*Problem to solve*: Condense the paragraph beginning "Reiki is available to any patient" in the Reiki text below into a short bulleted list that keeps its main facts.

*Excerpted passage*:
------------------------------------------------------------------------

Reiki is a noninvasive practice that uses a light touch on -- or holding hands just above -- a person’s body to help promote balance and well-being. There is no pressure or tissue manipulation. Despite any clear biologic mechanism, “Our recent study has shown that Reiki induces relaxation, decreasing anxiety, stress and a patient’s perception of pain,” said Jun Mao, MD, director of the Integrative Oncology Initiative at the Abramson Cancer Center.
Joan Pouch can attest to that. She received a Reiki session during chemo treatment she underwent for Stage 3 breast cancer. “It gave me a sense of relaxation -- a tremendous balancing, both mentally and physically,” she said. These sessions so helped her that she herself became a Reiki practitioner and now offers Reiki every Tuesday for Penn’s cancer patients as part of HUP’s volunteer program. “It’s a unique experience because I can appreciate both sides.”
Reiki is one component of Penn's Integrative Medicine and Wellness Program at the Abramson Cancer Center, which also includes acupuncture, mindfulness-based stress reduction, yoga, and massage. Research is also a big part of the integrative medicine program, helping to define the best, most effective practices for these types of therapies and determine which patients and symptoms they may be most appropriate for.
Reiki is available to any patient receiving treatments in the Cancer Center. Since the program began in 2009, its volunteer practitioners have delivered nearly 6,500 sessions. They are provided free of charge, five days a week, usually in 20-minute sessions.
Reiki does not compete with or replace the patients’ regular treatment, but can help them better cope. Many of Pouch’s patients –- often in an anxious state -- will fall asleep during a Reiki session. “I can sense a patient’s whole body relaxing. It brings balance and focus.”

------------------------------------------------------------------------

*Recorded information*:
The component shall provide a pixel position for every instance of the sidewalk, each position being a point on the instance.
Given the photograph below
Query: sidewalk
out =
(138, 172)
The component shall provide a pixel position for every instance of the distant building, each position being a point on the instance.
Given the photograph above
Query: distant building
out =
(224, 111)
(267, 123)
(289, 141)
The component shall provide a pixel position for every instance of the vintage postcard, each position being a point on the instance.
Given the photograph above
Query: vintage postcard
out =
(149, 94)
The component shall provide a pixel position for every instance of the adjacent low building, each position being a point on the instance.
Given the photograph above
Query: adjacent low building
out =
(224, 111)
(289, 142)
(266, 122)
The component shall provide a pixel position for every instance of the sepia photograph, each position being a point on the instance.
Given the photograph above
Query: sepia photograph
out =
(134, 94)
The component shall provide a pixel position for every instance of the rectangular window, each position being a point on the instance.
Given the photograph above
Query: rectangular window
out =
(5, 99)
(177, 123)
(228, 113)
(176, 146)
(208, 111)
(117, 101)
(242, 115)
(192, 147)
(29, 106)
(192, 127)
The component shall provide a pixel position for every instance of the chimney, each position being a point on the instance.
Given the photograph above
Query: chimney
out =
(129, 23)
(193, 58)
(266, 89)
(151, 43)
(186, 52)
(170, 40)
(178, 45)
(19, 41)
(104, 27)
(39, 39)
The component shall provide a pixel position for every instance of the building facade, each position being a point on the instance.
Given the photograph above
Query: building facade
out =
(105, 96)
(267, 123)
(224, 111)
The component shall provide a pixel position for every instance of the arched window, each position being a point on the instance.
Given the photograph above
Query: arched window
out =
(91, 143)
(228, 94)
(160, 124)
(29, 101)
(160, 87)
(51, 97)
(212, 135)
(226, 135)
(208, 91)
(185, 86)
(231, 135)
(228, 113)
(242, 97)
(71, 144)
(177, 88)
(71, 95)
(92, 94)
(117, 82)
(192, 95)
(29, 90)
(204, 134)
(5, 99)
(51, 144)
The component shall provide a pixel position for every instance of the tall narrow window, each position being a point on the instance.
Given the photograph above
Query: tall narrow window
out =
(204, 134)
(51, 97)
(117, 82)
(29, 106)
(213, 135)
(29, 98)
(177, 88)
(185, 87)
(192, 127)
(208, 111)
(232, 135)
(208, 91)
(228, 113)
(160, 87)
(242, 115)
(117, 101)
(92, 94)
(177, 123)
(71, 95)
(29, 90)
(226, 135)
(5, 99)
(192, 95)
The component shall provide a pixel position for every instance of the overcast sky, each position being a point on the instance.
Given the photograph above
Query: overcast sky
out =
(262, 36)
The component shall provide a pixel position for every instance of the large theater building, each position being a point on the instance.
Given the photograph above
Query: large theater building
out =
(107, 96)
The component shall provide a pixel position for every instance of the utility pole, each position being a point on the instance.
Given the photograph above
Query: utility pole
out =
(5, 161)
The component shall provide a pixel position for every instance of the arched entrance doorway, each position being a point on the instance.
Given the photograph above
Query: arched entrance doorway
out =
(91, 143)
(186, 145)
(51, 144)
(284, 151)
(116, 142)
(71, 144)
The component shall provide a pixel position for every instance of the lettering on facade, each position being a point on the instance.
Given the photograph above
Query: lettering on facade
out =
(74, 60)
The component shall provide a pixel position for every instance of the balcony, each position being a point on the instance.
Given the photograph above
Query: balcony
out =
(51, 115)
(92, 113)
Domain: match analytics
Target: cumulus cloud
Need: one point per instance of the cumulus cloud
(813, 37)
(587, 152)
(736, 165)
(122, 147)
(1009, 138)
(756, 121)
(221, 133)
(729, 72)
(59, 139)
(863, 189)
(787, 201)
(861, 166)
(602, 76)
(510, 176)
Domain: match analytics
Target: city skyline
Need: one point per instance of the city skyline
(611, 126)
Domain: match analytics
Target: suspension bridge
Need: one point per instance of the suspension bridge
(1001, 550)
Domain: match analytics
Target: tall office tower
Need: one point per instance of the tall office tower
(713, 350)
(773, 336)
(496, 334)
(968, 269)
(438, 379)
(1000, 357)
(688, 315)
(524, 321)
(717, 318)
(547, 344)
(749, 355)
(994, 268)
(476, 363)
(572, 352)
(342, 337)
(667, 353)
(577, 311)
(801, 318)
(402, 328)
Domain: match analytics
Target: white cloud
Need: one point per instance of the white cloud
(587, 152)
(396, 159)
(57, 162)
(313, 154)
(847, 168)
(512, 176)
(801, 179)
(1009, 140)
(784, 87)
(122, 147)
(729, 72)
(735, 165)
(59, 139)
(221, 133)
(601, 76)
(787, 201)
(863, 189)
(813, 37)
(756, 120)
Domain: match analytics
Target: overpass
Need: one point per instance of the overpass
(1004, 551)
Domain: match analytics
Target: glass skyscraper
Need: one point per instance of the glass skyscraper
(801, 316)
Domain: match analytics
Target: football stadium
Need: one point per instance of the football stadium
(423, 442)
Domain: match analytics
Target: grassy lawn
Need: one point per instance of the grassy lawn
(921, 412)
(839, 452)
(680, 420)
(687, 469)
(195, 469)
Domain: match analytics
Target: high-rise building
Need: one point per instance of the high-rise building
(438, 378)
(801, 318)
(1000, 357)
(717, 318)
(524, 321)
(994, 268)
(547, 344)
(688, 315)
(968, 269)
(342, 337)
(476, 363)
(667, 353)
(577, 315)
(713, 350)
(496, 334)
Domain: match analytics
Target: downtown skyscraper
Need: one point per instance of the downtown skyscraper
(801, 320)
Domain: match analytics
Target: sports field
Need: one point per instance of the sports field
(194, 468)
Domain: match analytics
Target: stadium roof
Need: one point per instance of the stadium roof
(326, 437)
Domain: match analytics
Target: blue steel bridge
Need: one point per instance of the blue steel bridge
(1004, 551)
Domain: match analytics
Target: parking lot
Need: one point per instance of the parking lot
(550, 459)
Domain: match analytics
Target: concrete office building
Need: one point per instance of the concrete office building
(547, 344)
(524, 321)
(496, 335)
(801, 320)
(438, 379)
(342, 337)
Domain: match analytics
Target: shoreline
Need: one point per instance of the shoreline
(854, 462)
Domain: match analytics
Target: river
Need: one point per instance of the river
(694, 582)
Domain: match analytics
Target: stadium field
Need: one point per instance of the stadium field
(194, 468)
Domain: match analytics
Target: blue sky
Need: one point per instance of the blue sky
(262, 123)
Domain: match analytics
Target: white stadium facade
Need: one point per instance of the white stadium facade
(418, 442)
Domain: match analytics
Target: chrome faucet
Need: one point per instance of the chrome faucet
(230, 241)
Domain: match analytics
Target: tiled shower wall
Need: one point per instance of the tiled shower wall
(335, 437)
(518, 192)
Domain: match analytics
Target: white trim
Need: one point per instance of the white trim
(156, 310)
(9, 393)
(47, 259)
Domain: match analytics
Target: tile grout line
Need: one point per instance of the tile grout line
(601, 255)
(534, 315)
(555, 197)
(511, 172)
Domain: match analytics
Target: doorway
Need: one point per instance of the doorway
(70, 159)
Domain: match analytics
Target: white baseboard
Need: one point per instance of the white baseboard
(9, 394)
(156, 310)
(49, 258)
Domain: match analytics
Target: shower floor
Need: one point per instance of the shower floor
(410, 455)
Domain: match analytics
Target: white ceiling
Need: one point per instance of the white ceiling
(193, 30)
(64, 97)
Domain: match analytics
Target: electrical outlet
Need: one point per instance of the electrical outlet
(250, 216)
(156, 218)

------------------------------------------------------------------------

*Completed exercise*:
- Open to any patient receiving treatments in the Cancer Center
- Nearly 6,500 sessions delivered by volunteer practitioners since the program began in 2009
- Free of charge, five days a week
- Sessions usually last 20 minutes